*** Records supplied ***

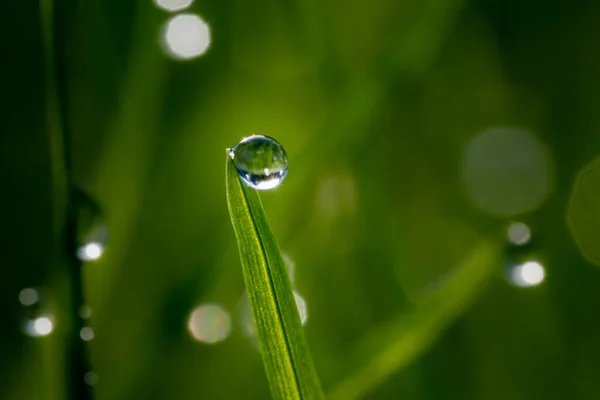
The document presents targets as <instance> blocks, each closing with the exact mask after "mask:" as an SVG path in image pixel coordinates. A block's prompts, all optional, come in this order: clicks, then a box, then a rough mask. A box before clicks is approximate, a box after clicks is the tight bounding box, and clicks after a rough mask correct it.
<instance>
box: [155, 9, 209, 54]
mask: <svg viewBox="0 0 600 400" xmlns="http://www.w3.org/2000/svg"><path fill="white" fill-rule="evenodd" d="M162 40H163V43H164V45H165V50H166V52H167V54H168V55H170V56H171V57H173V58H175V59H179V60H189V59H191V58H195V57H198V56H201V55H202V54H204V53H205V52H206V51H207V50H208V47H209V46H210V41H211V37H210V28H209V27H208V24H207V23H206V22H205V21H204V20H203V19H202V18H200V17H199V16H198V15H195V14H180V15H177V16H175V17H173V18H171V19H170V20H169V21H168V22H167V25H166V27H165V29H164V33H163V38H162Z"/></svg>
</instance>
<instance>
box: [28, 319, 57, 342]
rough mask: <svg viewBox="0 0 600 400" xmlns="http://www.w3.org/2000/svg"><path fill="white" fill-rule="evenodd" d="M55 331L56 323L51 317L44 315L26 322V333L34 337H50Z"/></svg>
mask: <svg viewBox="0 0 600 400" xmlns="http://www.w3.org/2000/svg"><path fill="white" fill-rule="evenodd" d="M53 330H54V322H53V318H52V316H51V315H42V316H39V317H37V318H32V319H29V320H27V321H26V322H25V327H24V332H25V334H27V335H29V336H32V337H41V336H48V335H49V334H51V333H52V331H53Z"/></svg>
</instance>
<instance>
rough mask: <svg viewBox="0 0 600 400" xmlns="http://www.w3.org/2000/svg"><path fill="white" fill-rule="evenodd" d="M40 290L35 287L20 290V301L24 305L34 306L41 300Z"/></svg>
mask: <svg viewBox="0 0 600 400" xmlns="http://www.w3.org/2000/svg"><path fill="white" fill-rule="evenodd" d="M39 298H40V296H39V294H38V291H37V290H36V289H34V288H25V289H23V290H21V292H19V302H21V304H22V305H24V306H32V305H34V304H35V303H37V302H38V301H39Z"/></svg>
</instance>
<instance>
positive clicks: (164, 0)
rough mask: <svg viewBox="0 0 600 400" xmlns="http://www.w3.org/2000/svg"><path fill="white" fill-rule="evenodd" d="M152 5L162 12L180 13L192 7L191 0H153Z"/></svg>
mask: <svg viewBox="0 0 600 400" xmlns="http://www.w3.org/2000/svg"><path fill="white" fill-rule="evenodd" d="M154 3H155V4H156V5H157V6H158V7H159V8H162V9H163V10H167V11H171V12H173V11H181V10H185V9H186V8H188V7H189V6H191V5H192V0H154Z"/></svg>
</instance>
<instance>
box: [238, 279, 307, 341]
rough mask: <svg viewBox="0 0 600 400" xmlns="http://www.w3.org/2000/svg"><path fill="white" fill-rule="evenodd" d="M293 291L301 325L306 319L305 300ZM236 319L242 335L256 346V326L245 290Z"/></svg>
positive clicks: (305, 320) (301, 296)
mask: <svg viewBox="0 0 600 400" xmlns="http://www.w3.org/2000/svg"><path fill="white" fill-rule="evenodd" d="M293 293H294V300H296V307H297V308H298V314H299V315H300V322H301V323H302V325H305V324H306V321H307V320H308V308H307V305H306V300H304V297H302V296H300V295H299V294H298V293H297V292H296V291H293ZM238 319H239V323H240V325H241V327H242V332H243V333H244V335H245V336H246V337H248V338H249V339H251V340H252V341H253V342H254V344H255V345H257V346H258V341H257V340H256V327H255V326H254V319H253V318H252V310H251V309H250V300H249V299H248V293H247V292H244V294H243V295H242V299H241V300H240V304H239V306H238Z"/></svg>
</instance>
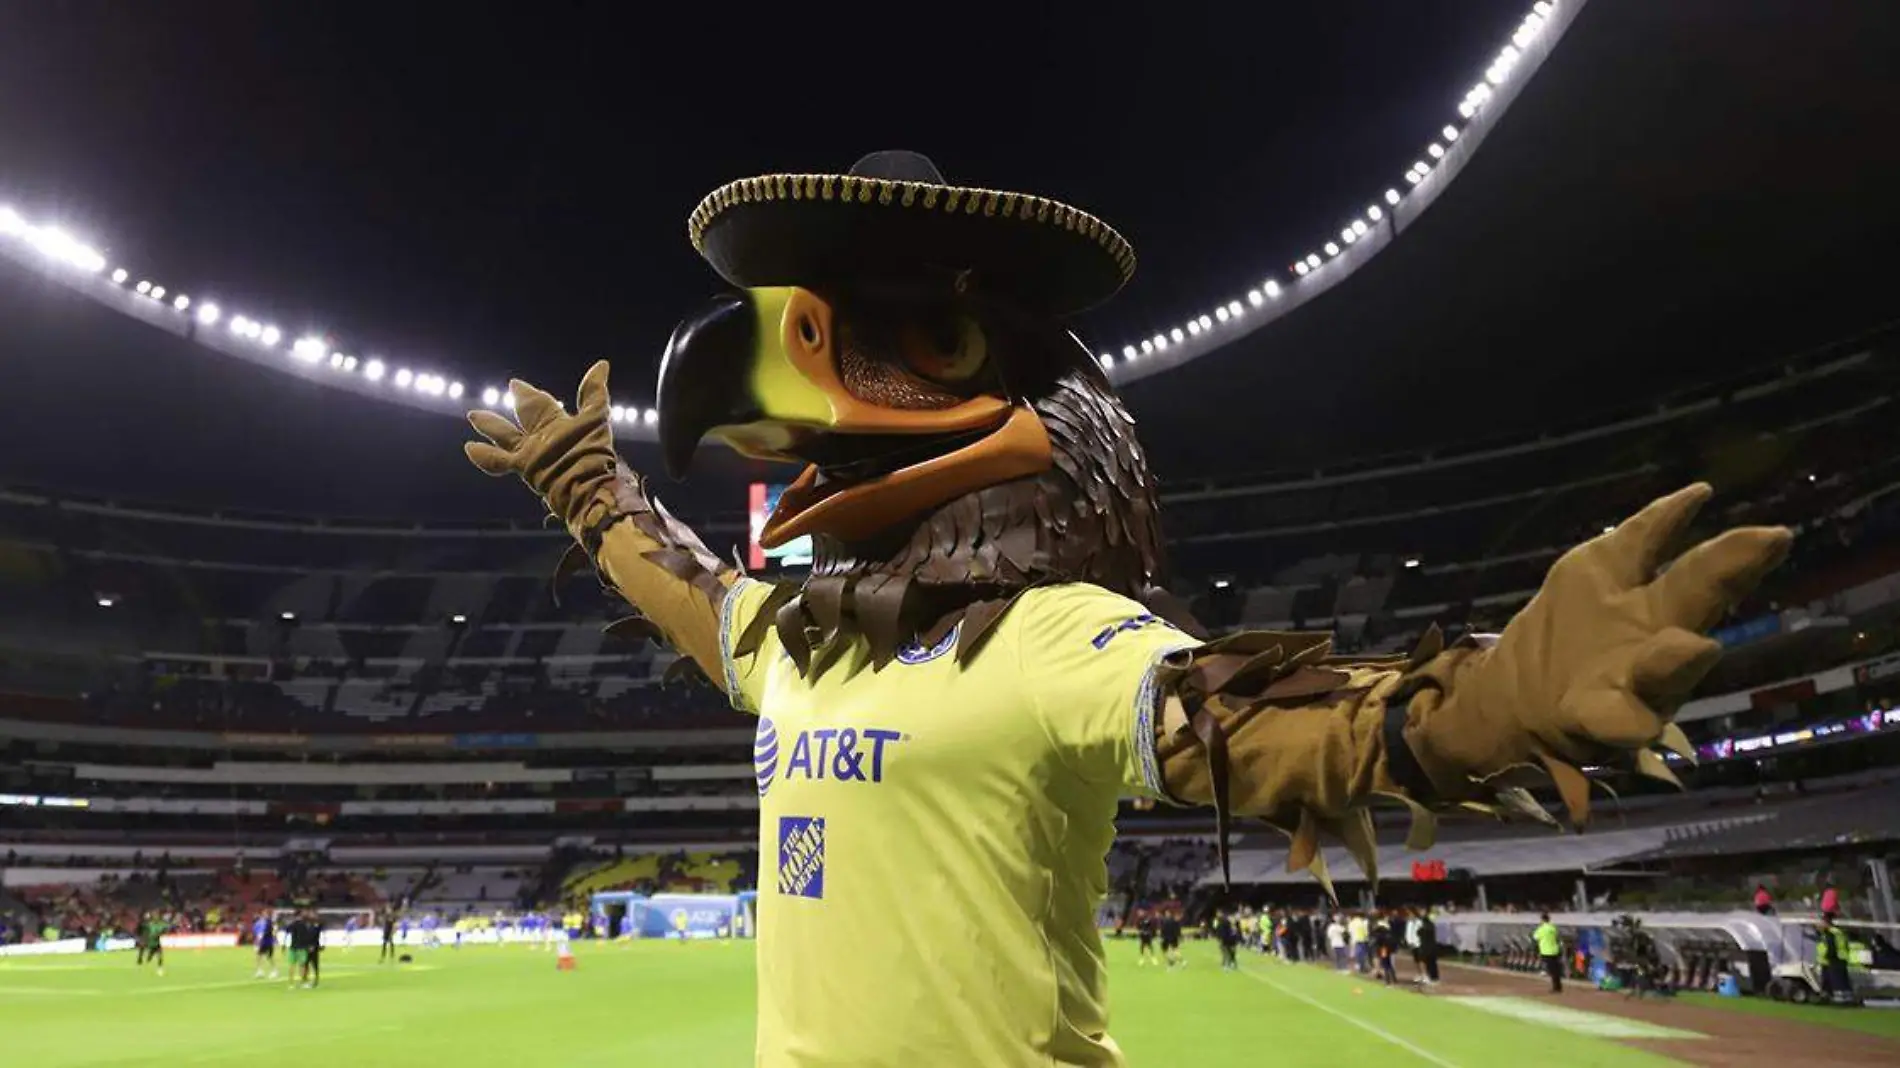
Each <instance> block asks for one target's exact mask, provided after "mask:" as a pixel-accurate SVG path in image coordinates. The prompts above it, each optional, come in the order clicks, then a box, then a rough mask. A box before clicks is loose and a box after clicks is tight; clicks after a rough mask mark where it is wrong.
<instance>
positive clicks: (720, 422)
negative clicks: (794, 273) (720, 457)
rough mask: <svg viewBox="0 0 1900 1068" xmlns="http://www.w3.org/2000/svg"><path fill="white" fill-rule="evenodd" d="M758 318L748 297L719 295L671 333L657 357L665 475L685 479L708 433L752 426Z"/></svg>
mask: <svg viewBox="0 0 1900 1068" xmlns="http://www.w3.org/2000/svg"><path fill="white" fill-rule="evenodd" d="M756 359H758V317H756V315H754V312H752V298H750V296H749V295H745V293H728V295H724V296H718V298H716V300H712V304H709V306H707V308H703V310H699V314H695V315H692V317H688V319H686V321H682V323H680V325H678V327H675V329H673V338H669V340H667V352H665V355H661V357H659V395H657V407H659V450H661V458H663V460H665V464H667V473H669V475H673V477H675V479H684V477H686V471H688V469H690V467H692V462H693V452H695V450H697V448H699V441H701V439H703V437H705V435H707V431H709V429H712V428H716V426H731V424H743V422H752V420H756V418H758V401H756V399H754V397H752V365H754V363H756Z"/></svg>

*** End of Records supplied ***

Required action
Omit the pictures. Transcribe every record exactly.

Output of the exercise
The document presents targets as <instance> blocks, each closing with the exact mask after "mask:" as an SVG path in image pixel coordinates. A block's prompts, all optional, come in this order: clicks, then a box, then a rough mask. A box before clicks is approximate, a box after clicks is the tight bounding box, and clicks after a rough mask correct it.
<instance>
box: [155, 9, 209, 54]
mask: <svg viewBox="0 0 600 400" xmlns="http://www.w3.org/2000/svg"><path fill="white" fill-rule="evenodd" d="M162 40H163V43H164V45H165V50H166V52H167V54H168V55H170V56H171V57H173V58H175V59H179V60H189V59H191V58H195V57H198V56H201V55H202V54H204V53H205V52H206V51H207V50H208V47H209V46H210V41H211V37H210V28H209V27H208V24H207V23H206V22H205V21H204V20H203V19H202V18H200V17H199V16H198V15H195V14H180V15H177V16H175V17H173V18H171V19H170V20H169V21H168V22H167V25H166V27H165V29H164V33H163V38H162Z"/></svg>
</instance>
<instance>
box: [28, 319, 57, 342]
rough mask: <svg viewBox="0 0 600 400" xmlns="http://www.w3.org/2000/svg"><path fill="white" fill-rule="evenodd" d="M55 331L56 323L51 317L44 315L26 322V333L34 337H50Z"/></svg>
mask: <svg viewBox="0 0 600 400" xmlns="http://www.w3.org/2000/svg"><path fill="white" fill-rule="evenodd" d="M53 330H54V322H53V318H52V316H51V315H42V316H39V317H37V318H32V319H29V320H27V321H26V322H25V327H24V332H25V334H27V335H29V336H32V337H41V336H48V335H49V334H51V333H52V331H53Z"/></svg>
</instance>
<instance>
rough mask: <svg viewBox="0 0 600 400" xmlns="http://www.w3.org/2000/svg"><path fill="white" fill-rule="evenodd" d="M40 290L35 287L20 290V301L24 305L34 306L41 300Z"/></svg>
mask: <svg viewBox="0 0 600 400" xmlns="http://www.w3.org/2000/svg"><path fill="white" fill-rule="evenodd" d="M39 298H40V296H39V294H38V291H37V290H36V289H34V288H25V289H23V290H21V292H19V302H21V304H22V305H24V306H32V305H34V304H35V303H37V302H38V301H39Z"/></svg>
</instance>
<instance>
positive clicks: (164, 0)
rough mask: <svg viewBox="0 0 600 400" xmlns="http://www.w3.org/2000/svg"><path fill="white" fill-rule="evenodd" d="M152 5L162 12L180 13L192 7L191 0H153Z"/></svg>
mask: <svg viewBox="0 0 600 400" xmlns="http://www.w3.org/2000/svg"><path fill="white" fill-rule="evenodd" d="M154 3H155V4H156V5H157V6H158V7H159V8H162V9H163V10H167V11H171V12H173V11H181V10H185V9H186V8H188V7H189V6H191V5H192V0H154Z"/></svg>
</instance>
<instance>
box: [238, 279, 307, 341]
rough mask: <svg viewBox="0 0 600 400" xmlns="http://www.w3.org/2000/svg"><path fill="white" fill-rule="evenodd" d="M293 291L301 325L306 319L305 300ZM236 319L242 335L256 346V326L245 290Z"/></svg>
positive clicks: (305, 320) (301, 296)
mask: <svg viewBox="0 0 600 400" xmlns="http://www.w3.org/2000/svg"><path fill="white" fill-rule="evenodd" d="M293 293H294V300H296V307H297V308H298V314H299V315H300V322H301V323H302V325H305V324H306V321H307V320H308V308H307V305H306V300H304V297H302V296H300V295H299V294H298V293H297V292H296V291H293ZM238 319H239V323H240V325H241V327H242V332H243V333H244V335H245V336H246V337H248V338H249V339H251V340H252V341H253V342H254V344H255V345H257V346H258V341H257V340H256V327H255V326H254V319H253V318H252V310H251V309H250V300H249V299H248V293H247V292H244V294H243V295H242V299H241V300H240V304H239V306H238Z"/></svg>
</instance>
Each <instance> block asks for one target's exact mask, provided after "mask:" as a pixel-accurate SVG path in image coordinates. The prompts above it, each optional, come in the order clicks, then a box, then a rough mask. A box before clicks is loose and a box after clicks is tight; clicks after a rough mask mark where it is wrong.
<instance>
positive clicks: (720, 422)
negative clicks: (794, 273) (720, 457)
rough mask: <svg viewBox="0 0 1900 1068" xmlns="http://www.w3.org/2000/svg"><path fill="white" fill-rule="evenodd" d="M758 318L748 297L719 295L671 333L657 357L665 475L685 479L708 433L752 426Z"/></svg>
mask: <svg viewBox="0 0 1900 1068" xmlns="http://www.w3.org/2000/svg"><path fill="white" fill-rule="evenodd" d="M756 359H758V317H756V315H754V312H752V298H750V296H749V295H745V293H728V295H724V296H718V298H716V300H712V304H709V306H707V308H703V310H699V314H695V315H692V317H688V319H686V321H682V323H680V325H678V327H675V329H673V338H669V340H667V352H665V355H661V357H659V395H657V407H659V450H661V458H663V460H665V464H667V473H669V475H673V477H675V479H684V477H686V471H688V469H690V467H692V462H693V452H695V450H697V448H699V441H701V439H703V437H705V435H707V431H709V429H712V428H716V426H731V424H743V422H752V420H756V418H758V401H756V399H754V397H752V365H754V363H756Z"/></svg>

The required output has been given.